Prompt: Reproduce the listing below character for character; drop every image.

Given information:

— BEGIN —

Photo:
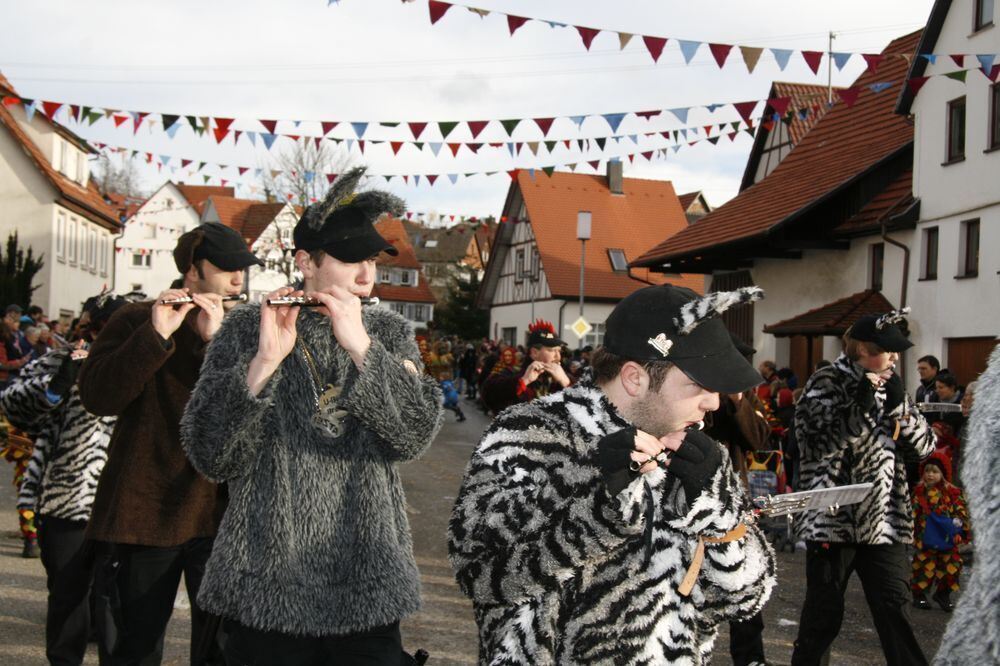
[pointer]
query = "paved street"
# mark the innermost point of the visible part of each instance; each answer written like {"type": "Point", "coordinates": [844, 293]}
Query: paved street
{"type": "Point", "coordinates": [445, 626]}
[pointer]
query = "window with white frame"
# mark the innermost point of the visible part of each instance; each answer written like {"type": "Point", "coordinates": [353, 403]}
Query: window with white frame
{"type": "Point", "coordinates": [71, 241]}
{"type": "Point", "coordinates": [61, 236]}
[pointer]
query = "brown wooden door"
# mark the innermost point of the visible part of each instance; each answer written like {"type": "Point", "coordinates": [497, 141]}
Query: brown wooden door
{"type": "Point", "coordinates": [804, 353]}
{"type": "Point", "coordinates": [967, 357]}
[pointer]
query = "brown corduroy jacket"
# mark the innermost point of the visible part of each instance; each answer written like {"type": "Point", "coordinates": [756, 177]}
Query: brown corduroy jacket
{"type": "Point", "coordinates": [148, 494]}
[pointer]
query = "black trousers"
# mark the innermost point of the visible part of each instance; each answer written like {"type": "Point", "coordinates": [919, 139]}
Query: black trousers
{"type": "Point", "coordinates": [884, 572]}
{"type": "Point", "coordinates": [136, 587]}
{"type": "Point", "coordinates": [746, 640]}
{"type": "Point", "coordinates": [380, 646]}
{"type": "Point", "coordinates": [69, 567]}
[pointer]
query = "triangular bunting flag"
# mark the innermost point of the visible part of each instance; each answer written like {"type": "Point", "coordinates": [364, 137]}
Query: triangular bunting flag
{"type": "Point", "coordinates": [655, 46]}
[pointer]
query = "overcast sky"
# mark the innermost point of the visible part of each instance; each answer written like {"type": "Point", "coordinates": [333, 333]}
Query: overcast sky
{"type": "Point", "coordinates": [381, 60]}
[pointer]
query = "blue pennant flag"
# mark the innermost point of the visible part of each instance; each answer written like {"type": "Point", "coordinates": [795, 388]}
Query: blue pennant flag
{"type": "Point", "coordinates": [840, 59]}
{"type": "Point", "coordinates": [614, 120]}
{"type": "Point", "coordinates": [681, 113]}
{"type": "Point", "coordinates": [688, 48]}
{"type": "Point", "coordinates": [782, 56]}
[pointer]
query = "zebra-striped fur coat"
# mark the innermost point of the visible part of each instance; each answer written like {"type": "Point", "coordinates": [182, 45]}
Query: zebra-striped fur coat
{"type": "Point", "coordinates": [842, 444]}
{"type": "Point", "coordinates": [71, 444]}
{"type": "Point", "coordinates": [561, 572]}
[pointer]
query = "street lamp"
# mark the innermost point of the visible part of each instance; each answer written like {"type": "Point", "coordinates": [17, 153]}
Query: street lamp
{"type": "Point", "coordinates": [583, 234]}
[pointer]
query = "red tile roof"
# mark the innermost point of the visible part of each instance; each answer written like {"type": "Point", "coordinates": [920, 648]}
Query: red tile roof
{"type": "Point", "coordinates": [843, 144]}
{"type": "Point", "coordinates": [893, 200]}
{"type": "Point", "coordinates": [647, 211]}
{"type": "Point", "coordinates": [833, 318]}
{"type": "Point", "coordinates": [247, 216]}
{"type": "Point", "coordinates": [72, 195]}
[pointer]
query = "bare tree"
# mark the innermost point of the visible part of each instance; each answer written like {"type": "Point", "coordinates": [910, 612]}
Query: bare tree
{"type": "Point", "coordinates": [117, 175]}
{"type": "Point", "coordinates": [301, 170]}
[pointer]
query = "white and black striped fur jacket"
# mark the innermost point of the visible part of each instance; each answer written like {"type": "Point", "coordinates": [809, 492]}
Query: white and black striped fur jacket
{"type": "Point", "coordinates": [842, 444]}
{"type": "Point", "coordinates": [560, 572]}
{"type": "Point", "coordinates": [71, 444]}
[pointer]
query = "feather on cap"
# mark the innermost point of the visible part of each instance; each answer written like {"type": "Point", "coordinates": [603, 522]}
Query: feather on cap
{"type": "Point", "coordinates": [712, 305]}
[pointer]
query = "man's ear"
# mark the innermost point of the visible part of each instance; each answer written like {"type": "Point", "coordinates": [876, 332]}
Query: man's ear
{"type": "Point", "coordinates": [633, 378]}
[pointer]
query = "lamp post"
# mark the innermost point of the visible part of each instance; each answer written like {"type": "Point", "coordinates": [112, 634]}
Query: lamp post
{"type": "Point", "coordinates": [583, 233]}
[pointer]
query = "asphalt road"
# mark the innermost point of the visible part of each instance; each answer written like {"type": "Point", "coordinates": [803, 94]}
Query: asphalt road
{"type": "Point", "coordinates": [445, 625]}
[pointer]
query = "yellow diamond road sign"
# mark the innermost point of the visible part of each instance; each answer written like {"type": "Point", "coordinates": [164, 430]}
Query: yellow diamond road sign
{"type": "Point", "coordinates": [581, 327]}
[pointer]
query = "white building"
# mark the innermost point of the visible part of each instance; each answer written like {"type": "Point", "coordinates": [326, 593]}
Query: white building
{"type": "Point", "coordinates": [45, 196]}
{"type": "Point", "coordinates": [144, 260]}
{"type": "Point", "coordinates": [534, 265]}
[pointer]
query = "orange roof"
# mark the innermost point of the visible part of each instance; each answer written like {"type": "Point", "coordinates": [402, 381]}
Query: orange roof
{"type": "Point", "coordinates": [833, 318]}
{"type": "Point", "coordinates": [844, 144]}
{"type": "Point", "coordinates": [74, 196]}
{"type": "Point", "coordinates": [392, 230]}
{"type": "Point", "coordinates": [247, 216]}
{"type": "Point", "coordinates": [634, 221]}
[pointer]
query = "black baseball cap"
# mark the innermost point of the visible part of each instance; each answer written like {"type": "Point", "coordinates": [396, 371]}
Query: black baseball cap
{"type": "Point", "coordinates": [346, 234]}
{"type": "Point", "coordinates": [669, 323]}
{"type": "Point", "coordinates": [219, 244]}
{"type": "Point", "coordinates": [882, 329]}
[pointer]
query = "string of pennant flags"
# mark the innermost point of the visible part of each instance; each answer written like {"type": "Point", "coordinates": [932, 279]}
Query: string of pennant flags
{"type": "Point", "coordinates": [688, 48]}
{"type": "Point", "coordinates": [224, 128]}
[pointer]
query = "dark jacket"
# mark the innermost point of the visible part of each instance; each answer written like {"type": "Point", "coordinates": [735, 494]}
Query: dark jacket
{"type": "Point", "coordinates": [149, 494]}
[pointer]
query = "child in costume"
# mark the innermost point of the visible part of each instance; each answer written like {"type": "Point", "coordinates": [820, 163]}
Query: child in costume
{"type": "Point", "coordinates": [941, 523]}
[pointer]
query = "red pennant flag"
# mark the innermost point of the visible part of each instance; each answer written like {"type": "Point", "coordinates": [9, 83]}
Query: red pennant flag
{"type": "Point", "coordinates": [916, 83]}
{"type": "Point", "coordinates": [586, 34]}
{"type": "Point", "coordinates": [515, 22]}
{"type": "Point", "coordinates": [720, 52]}
{"type": "Point", "coordinates": [437, 10]}
{"type": "Point", "coordinates": [417, 129]}
{"type": "Point", "coordinates": [745, 109]}
{"type": "Point", "coordinates": [50, 108]}
{"type": "Point", "coordinates": [813, 59]}
{"type": "Point", "coordinates": [655, 46]}
{"type": "Point", "coordinates": [873, 60]}
{"type": "Point", "coordinates": [849, 95]}
{"type": "Point", "coordinates": [544, 124]}
{"type": "Point", "coordinates": [477, 126]}
{"type": "Point", "coordinates": [780, 104]}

— END —

In response:
Photo:
[pointer]
query = "paved street"
# mark the innermost point of the visible part of each instance; each answer written like {"type": "Point", "coordinates": [844, 293]}
Query: paved street
{"type": "Point", "coordinates": [445, 626]}
[pointer]
query = "window with white frame"
# mark the innermost point of the visible part of each instance; each answer written like {"type": "Point", "coordinates": [353, 403]}
Query: window with white frame
{"type": "Point", "coordinates": [71, 241]}
{"type": "Point", "coordinates": [61, 236]}
[pointer]
query = "brown wooden door"
# mark the innermost point of the visible part of each instance; each answer written like {"type": "Point", "coordinates": [497, 141]}
Query: brown wooden door
{"type": "Point", "coordinates": [804, 353]}
{"type": "Point", "coordinates": [967, 357]}
[pointer]
query = "brown corduroy jacket"
# mark the innermost point of the visible part of each instance; each answer written like {"type": "Point", "coordinates": [756, 177]}
Query: brown corduroy jacket
{"type": "Point", "coordinates": [148, 494]}
[pointer]
query = "black trousers"
# mark the innermost point of the visible part of each instance; each answer written like {"type": "Point", "coordinates": [919, 139]}
Query: black trousers
{"type": "Point", "coordinates": [884, 572]}
{"type": "Point", "coordinates": [136, 587]}
{"type": "Point", "coordinates": [746, 640]}
{"type": "Point", "coordinates": [380, 646]}
{"type": "Point", "coordinates": [69, 567]}
[pointer]
query = "triangular bunting flag"
# mark the innermost point of the visible part of each instance; each answer written like {"type": "Point", "coordinates": [364, 137]}
Query: triangular bunting flag
{"type": "Point", "coordinates": [655, 46]}
[pointer]
query = "overcast sky"
# mark the innermost point of the visible part of each instance; each answer written like {"type": "Point", "coordinates": [333, 333]}
Query: overcast sky
{"type": "Point", "coordinates": [381, 60]}
[pointer]
query = "blue pennant flag"
# mark the innermost point of the visible part of each instance; each answer written like {"type": "Point", "coordinates": [795, 388]}
Query: blue pennant flag
{"type": "Point", "coordinates": [840, 59]}
{"type": "Point", "coordinates": [614, 120]}
{"type": "Point", "coordinates": [681, 113]}
{"type": "Point", "coordinates": [688, 48]}
{"type": "Point", "coordinates": [782, 56]}
[pointer]
query = "zebra-striped fur coat"
# mark the innermost point of the visible part of each instance; each answer written like {"type": "Point", "coordinates": [182, 45]}
Query: zebra-striped fur coat
{"type": "Point", "coordinates": [842, 444]}
{"type": "Point", "coordinates": [71, 444]}
{"type": "Point", "coordinates": [561, 572]}
[pointer]
query = "street lamp"
# mark the innermost point of the visible part of each instance; each answer written like {"type": "Point", "coordinates": [17, 153]}
Query: street lamp
{"type": "Point", "coordinates": [583, 234]}
[pointer]
query = "red tile roof"
# mark the innermost point of the visible part of each instance; each answer written like {"type": "Point", "coordinates": [920, 648]}
Query: red tile roof
{"type": "Point", "coordinates": [843, 144]}
{"type": "Point", "coordinates": [893, 200]}
{"type": "Point", "coordinates": [647, 211]}
{"type": "Point", "coordinates": [833, 318]}
{"type": "Point", "coordinates": [247, 216]}
{"type": "Point", "coordinates": [72, 195]}
[pointer]
query = "bare tree"
# mark the innermost point of the visible part of each instance; each answer written like {"type": "Point", "coordinates": [910, 612]}
Query: bare tree
{"type": "Point", "coordinates": [117, 175]}
{"type": "Point", "coordinates": [301, 170]}
[pointer]
query = "white and black striped fur jacket"
# mark the innermost point of the visible part of each instance; each answer written like {"type": "Point", "coordinates": [809, 492]}
Query: white and black striped fur jacket
{"type": "Point", "coordinates": [842, 444]}
{"type": "Point", "coordinates": [560, 572]}
{"type": "Point", "coordinates": [71, 444]}
[pointer]
query = "feather on cap"
# mark the innermost point of the visible part of each instance; each answer written like {"type": "Point", "coordinates": [603, 522]}
Query: feather on cap
{"type": "Point", "coordinates": [712, 305]}
[pointer]
query = "man's ear"
# mark the innermost point of the visible part of each instance; each answer written like {"type": "Point", "coordinates": [876, 332]}
Query: man's ear
{"type": "Point", "coordinates": [633, 378]}
[pointer]
query = "lamp post"
# mark the innermost point of the visible part of each instance; each answer written like {"type": "Point", "coordinates": [112, 634]}
Query: lamp post
{"type": "Point", "coordinates": [583, 233]}
[pointer]
query = "asphalt road"
# mark the innermost point of the visible part of each instance; each answer written like {"type": "Point", "coordinates": [803, 94]}
Query: asphalt road
{"type": "Point", "coordinates": [445, 625]}
[pointer]
query = "yellow diamond road sign"
# mark the innermost point of the visible part of each instance; each answer written like {"type": "Point", "coordinates": [164, 430]}
Query: yellow diamond road sign
{"type": "Point", "coordinates": [581, 327]}
[pointer]
query = "white building"
# mark the innermost point of the visible part of each instance; each answer written like {"type": "Point", "coordinates": [326, 593]}
Query: white building
{"type": "Point", "coordinates": [45, 196]}
{"type": "Point", "coordinates": [144, 260]}
{"type": "Point", "coordinates": [534, 265]}
[pointer]
query = "orange roof"
# mark the innermost point of the visible part of each instance; each answer written like {"type": "Point", "coordinates": [402, 381]}
Query: orange roof
{"type": "Point", "coordinates": [833, 318]}
{"type": "Point", "coordinates": [844, 144]}
{"type": "Point", "coordinates": [74, 196]}
{"type": "Point", "coordinates": [392, 230]}
{"type": "Point", "coordinates": [247, 216]}
{"type": "Point", "coordinates": [634, 221]}
[pointer]
query = "black baseball cap"
# mark the innermost point of the visible part of each instance; each answer written like {"type": "Point", "coordinates": [396, 371]}
Query: black baseball cap
{"type": "Point", "coordinates": [346, 234]}
{"type": "Point", "coordinates": [669, 323]}
{"type": "Point", "coordinates": [219, 244]}
{"type": "Point", "coordinates": [882, 329]}
[pointer]
query = "string of pennant flags"
# mark the innermost point of the visible part of each instance; each answer written like {"type": "Point", "coordinates": [932, 279]}
Query: string of pennant flags
{"type": "Point", "coordinates": [688, 48]}
{"type": "Point", "coordinates": [224, 128]}
[pointer]
query = "dark jacket"
# mark the innermost point of the visible part of each instance; each answer written like {"type": "Point", "coordinates": [735, 494]}
Query: dark jacket
{"type": "Point", "coordinates": [149, 494]}
[pointer]
query = "child in costume"
# mark the innermost point of the visible part of each instance; each answer written like {"type": "Point", "coordinates": [820, 163]}
Query: child in costume
{"type": "Point", "coordinates": [941, 523]}
[pointer]
query = "red pennant flag"
# mark the innermost point of the visible part of each instance; each answer written like {"type": "Point", "coordinates": [9, 83]}
Query: red pennant flag
{"type": "Point", "coordinates": [916, 83]}
{"type": "Point", "coordinates": [586, 34]}
{"type": "Point", "coordinates": [515, 22]}
{"type": "Point", "coordinates": [720, 52]}
{"type": "Point", "coordinates": [437, 10]}
{"type": "Point", "coordinates": [417, 129]}
{"type": "Point", "coordinates": [745, 109]}
{"type": "Point", "coordinates": [50, 108]}
{"type": "Point", "coordinates": [813, 59]}
{"type": "Point", "coordinates": [655, 46]}
{"type": "Point", "coordinates": [873, 60]}
{"type": "Point", "coordinates": [849, 95]}
{"type": "Point", "coordinates": [544, 124]}
{"type": "Point", "coordinates": [477, 126]}
{"type": "Point", "coordinates": [780, 104]}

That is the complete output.